---------- PROVIDED TEXT ----------

I love the holidays, though my definition of “the holidays” differs from most people’s in that I firmly believe “the holidays” begin with Halloween and end with New Year’s because those are the temporal boundaries of my other busy season (the primary busy season lasting from March through July). During what I’ll call a twelve week span (because let’s be real–October first is the very latest we all start celebrating Halloween), I’m constantly baking and getting the kids ready for things and wrapping presents and baking and traveling and baking and did I mention baking?
(for the record: I love all the baking I do, but it’s a lot between October 1 and January 1)
As of this writing, my holiday season has been in full swing for about a month, with the first holiday happening last week. Halloween was unseasonably warm this year, and that turned it into an adventure for everyone. I baked the cupcakes I’d signed up to bake for Sam’s class party…
…and they were apparently a big hit! And honestly, they were great fun to do, at least partly because Kyle helped with the decorating. We spent two evenings together in the kitchen baking and mixing and mixing and decorating, and per his report, the whole experience was highly satisfying (his favorite part was rolling the cupcakes in sprinkles after they’d been frosted, and I can’t blame him).

----------

» ASSIGNED TASK: Echo the holiday-season text from "As of this writing, my" up to and including "can’t blame him).", word for word. The data that follows plays no part here.

---------- SUPPLIED DATA ----------

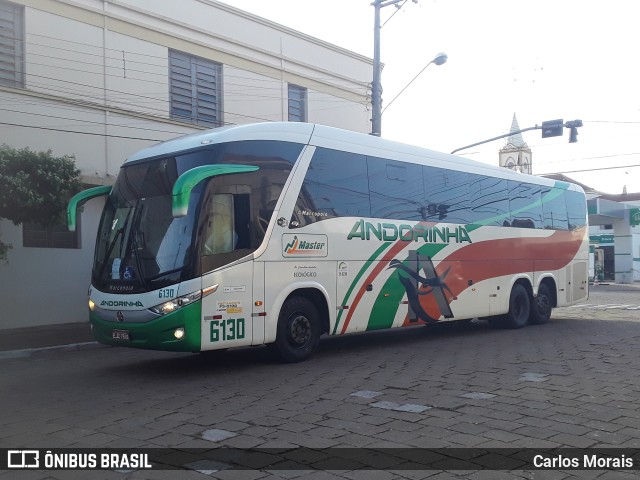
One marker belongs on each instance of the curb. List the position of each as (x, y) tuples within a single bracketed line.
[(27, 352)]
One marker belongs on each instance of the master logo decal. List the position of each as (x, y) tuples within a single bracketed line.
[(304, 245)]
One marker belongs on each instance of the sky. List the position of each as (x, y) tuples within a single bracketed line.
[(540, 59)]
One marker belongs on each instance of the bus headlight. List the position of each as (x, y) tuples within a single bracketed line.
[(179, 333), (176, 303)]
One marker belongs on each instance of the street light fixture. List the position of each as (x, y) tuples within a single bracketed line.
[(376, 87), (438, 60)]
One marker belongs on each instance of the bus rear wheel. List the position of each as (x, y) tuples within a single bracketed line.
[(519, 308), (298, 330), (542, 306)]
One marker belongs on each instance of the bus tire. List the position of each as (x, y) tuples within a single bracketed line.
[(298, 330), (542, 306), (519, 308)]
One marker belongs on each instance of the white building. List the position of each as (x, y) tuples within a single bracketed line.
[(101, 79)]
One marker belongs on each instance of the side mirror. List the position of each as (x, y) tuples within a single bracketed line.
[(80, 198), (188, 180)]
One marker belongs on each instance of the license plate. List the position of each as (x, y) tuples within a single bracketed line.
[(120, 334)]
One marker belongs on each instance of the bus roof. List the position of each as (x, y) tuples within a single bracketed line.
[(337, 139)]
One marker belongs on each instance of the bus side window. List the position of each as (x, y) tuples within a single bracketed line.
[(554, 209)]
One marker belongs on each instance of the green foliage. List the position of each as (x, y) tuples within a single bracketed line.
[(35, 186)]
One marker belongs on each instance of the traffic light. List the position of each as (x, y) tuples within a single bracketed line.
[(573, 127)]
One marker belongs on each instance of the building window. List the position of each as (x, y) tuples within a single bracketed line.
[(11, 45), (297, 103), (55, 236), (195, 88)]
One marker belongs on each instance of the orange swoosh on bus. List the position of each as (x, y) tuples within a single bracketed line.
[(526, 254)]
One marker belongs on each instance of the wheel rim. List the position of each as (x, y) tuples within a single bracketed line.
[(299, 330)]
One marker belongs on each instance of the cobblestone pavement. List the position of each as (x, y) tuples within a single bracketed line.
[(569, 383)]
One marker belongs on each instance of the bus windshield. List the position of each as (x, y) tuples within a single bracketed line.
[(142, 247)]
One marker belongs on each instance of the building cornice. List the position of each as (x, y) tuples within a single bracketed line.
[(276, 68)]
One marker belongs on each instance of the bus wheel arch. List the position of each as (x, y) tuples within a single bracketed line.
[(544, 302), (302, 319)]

----------
---------- SUPPLIED DATA ----------

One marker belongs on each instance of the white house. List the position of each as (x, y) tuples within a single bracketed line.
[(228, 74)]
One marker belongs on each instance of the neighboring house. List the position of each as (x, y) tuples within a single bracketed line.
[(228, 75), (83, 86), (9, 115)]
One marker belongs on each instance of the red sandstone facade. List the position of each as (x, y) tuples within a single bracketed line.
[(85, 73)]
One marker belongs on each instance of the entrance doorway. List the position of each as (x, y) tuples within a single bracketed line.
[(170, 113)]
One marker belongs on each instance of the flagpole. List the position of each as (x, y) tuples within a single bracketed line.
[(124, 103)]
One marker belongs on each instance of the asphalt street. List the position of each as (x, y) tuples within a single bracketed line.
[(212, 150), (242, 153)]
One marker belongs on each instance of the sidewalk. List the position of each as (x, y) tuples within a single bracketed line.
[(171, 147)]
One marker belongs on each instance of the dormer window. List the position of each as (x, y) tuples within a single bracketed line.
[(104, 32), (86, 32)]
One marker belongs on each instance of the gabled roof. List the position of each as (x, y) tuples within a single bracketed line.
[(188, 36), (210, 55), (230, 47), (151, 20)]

----------

» PROBLEM SOLUTION:
As of this writing, my holiday season has been in full swing for about a month, with the first holiday happening last week. Halloween was unseasonably warm this year, and that turned it into an adventure for everyone. I baked the cupcakes I’d signed up to bake for Sam’s class party…
…and they were apparently a big hit! And honestly, they were great fun to do, at least partly because Kyle helped with the decorating. We spent two evenings together in the kitchen baking and mixing and mixing and decorating, and per his report, the whole experience was highly satisfying (his favorite part was rolling the cupcakes in sprinkles after they’d been frosted, and I can’t blame him).